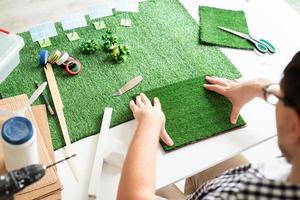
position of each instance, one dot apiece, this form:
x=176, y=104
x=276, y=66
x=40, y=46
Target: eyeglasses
+===+
## Exercise goal
I would like the data above transcribed exactly, with its pictures left out.

## Task answer
position of each instance, one dot apiece, this form:
x=176, y=104
x=276, y=66
x=40, y=46
Target: eyeglasses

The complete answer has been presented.